Film d’Alfred Hitchcock
Titre original : North by Northwest
Année de sortie : 1959
Pays : États-Unis
Scénario : Ernest Lehman
Montage : George Tomasini
Photographie : Robert Burks
Musique : Bernard Herrmann
Avec : Cary Grant, Eva Marie Saint, James Mason, Leo G. Carroll, Martin Landau
Plus de cinquante ans après sa sortie, La Mort aux trousses demeure l’un des thrillers les plus mythiques de l’histoire du cinéma.
Synopsis de La Mort aux trousses
Le publicitaire Roger Thornhill est enlevé par les hommes de main d’un certain Phillip Vandamm. Ses ravisseurs sont persuadés que Thornhill est un espion nommé Georges Kaplan.

DÉTAILS DE LA TÂCHE –
D'après l'extrait choisi, pour qui les ravisseurs prennent-ils Roger Thornhill ?

ENTRÉES FOURNIES –
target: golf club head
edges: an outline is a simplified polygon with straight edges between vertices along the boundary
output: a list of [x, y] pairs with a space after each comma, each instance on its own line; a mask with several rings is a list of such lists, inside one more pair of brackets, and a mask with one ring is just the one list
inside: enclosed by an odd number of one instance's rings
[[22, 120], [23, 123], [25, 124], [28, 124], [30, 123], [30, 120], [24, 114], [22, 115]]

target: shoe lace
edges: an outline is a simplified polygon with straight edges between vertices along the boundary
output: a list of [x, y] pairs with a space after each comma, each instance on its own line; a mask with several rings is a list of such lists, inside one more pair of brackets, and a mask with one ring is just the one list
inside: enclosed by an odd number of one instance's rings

TÂCHE TERMINÉE –
Pour un espion nommé Georges Kaplan.